Exercise aim: Please convert the material below into a JSON list of strings, from the line containing "man in purple" up to and including the line containing "Task: set a dot on every instance of the white door". Use one string per line and leave out any blank lines.

begin Provided data

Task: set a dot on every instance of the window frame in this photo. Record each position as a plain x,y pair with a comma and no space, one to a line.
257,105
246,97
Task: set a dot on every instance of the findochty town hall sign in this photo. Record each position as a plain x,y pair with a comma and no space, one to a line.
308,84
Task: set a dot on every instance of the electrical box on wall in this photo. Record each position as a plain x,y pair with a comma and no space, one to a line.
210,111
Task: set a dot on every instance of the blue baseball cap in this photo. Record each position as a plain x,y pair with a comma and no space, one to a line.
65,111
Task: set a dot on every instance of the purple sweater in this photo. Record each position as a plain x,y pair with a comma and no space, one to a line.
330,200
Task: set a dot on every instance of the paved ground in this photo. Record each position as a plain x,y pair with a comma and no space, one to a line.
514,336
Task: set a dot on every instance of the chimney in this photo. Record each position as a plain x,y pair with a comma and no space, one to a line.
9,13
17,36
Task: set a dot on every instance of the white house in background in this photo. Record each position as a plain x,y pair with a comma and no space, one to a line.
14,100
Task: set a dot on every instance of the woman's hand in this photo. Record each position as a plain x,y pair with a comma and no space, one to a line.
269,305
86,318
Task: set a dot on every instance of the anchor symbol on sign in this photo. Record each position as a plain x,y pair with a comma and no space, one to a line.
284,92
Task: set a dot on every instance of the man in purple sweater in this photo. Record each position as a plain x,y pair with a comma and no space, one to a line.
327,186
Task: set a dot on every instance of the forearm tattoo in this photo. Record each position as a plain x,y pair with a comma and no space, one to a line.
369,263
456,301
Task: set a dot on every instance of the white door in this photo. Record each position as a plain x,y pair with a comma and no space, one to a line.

end Provided data
begin Provided data

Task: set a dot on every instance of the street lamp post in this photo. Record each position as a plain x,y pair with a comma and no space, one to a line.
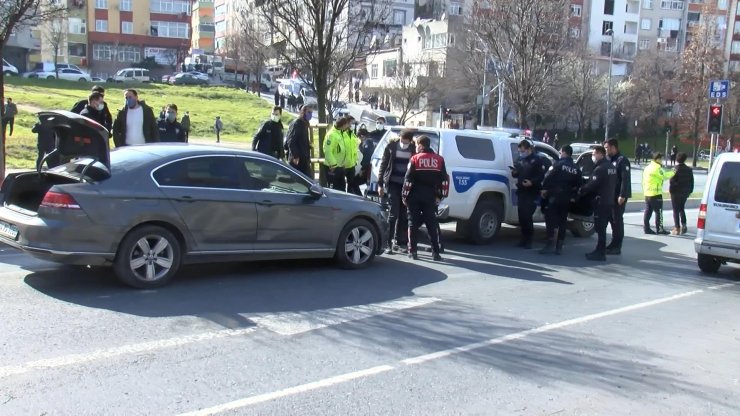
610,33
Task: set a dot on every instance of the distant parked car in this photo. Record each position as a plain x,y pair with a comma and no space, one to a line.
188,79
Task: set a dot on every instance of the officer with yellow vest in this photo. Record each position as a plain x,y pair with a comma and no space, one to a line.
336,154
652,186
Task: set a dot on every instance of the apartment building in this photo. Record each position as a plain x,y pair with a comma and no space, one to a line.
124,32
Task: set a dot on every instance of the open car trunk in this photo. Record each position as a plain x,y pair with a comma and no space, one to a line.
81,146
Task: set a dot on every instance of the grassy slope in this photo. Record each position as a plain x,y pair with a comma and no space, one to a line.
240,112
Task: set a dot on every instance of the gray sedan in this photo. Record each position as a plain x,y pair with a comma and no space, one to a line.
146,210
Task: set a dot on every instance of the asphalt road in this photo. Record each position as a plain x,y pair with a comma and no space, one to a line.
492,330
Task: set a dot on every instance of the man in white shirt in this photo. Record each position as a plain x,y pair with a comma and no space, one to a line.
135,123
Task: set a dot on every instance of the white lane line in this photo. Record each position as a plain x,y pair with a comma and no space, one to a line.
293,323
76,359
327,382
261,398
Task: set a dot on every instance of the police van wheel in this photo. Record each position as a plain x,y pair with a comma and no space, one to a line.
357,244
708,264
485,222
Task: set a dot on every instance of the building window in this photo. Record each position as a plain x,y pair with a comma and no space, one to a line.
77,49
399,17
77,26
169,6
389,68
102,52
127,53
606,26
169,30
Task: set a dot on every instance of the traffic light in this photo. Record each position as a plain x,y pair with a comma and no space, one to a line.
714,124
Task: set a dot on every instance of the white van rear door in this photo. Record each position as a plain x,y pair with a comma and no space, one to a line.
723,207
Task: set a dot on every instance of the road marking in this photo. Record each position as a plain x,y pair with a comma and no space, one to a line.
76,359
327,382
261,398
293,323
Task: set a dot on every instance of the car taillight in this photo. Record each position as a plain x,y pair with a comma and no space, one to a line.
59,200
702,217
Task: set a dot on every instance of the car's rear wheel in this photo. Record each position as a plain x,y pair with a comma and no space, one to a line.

end Provided data

Response to the exercise:
[
  "Task: set a dot on every instance of the man in purple sweater in this photo. Record each position as a plain x,y pair with a comma and no space, one to a line.",
  "327,186",
  "Task: set a dot on every instance of the forearm tattoo in this photo. Record each position as a plain x,y pair with a comma and no space, one to a line.",
  "369,263",
  "456,301",
  "Task: set a dot on every instance of the white door in this photo. Record each position as a plain x,y pair with a comma and no space, one to a line."
]